** TASK TO CARRY OUT **
Exactly the lines from the one containing "Mark the innermost point of each instance of the stream" through the final line of the data are to be written out again, with nothing added.

Dataset items
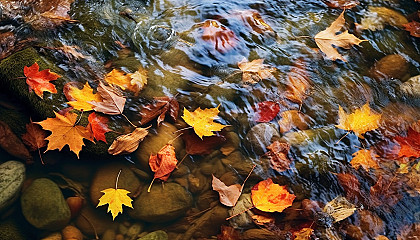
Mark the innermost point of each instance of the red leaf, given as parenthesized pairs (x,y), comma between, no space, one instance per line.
(40,81)
(267,110)
(278,156)
(99,126)
(194,145)
(221,37)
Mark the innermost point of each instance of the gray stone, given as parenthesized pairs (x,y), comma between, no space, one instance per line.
(43,205)
(154,142)
(162,203)
(157,235)
(260,136)
(12,175)
(106,176)
(411,87)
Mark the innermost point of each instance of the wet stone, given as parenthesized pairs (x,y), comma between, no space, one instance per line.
(12,175)
(43,205)
(148,206)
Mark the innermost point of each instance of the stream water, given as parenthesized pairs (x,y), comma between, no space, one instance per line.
(166,37)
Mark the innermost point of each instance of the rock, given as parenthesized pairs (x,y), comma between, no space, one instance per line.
(154,142)
(106,176)
(411,87)
(157,235)
(148,206)
(43,205)
(9,230)
(100,220)
(391,66)
(260,136)
(243,220)
(12,175)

** RESPONSE TO THE TASK **
Mark the innermost point of each instance of the stream water, given as parenthesized pairs (x,y), comma between, no space, one instance per line.
(166,37)
Mark the innermost point of each instance of the rock, given as parenthesized pairs (x,y), comma between, no space, one instance per line.
(154,142)
(106,176)
(411,87)
(157,235)
(148,206)
(43,205)
(9,230)
(100,220)
(391,66)
(260,136)
(243,220)
(12,175)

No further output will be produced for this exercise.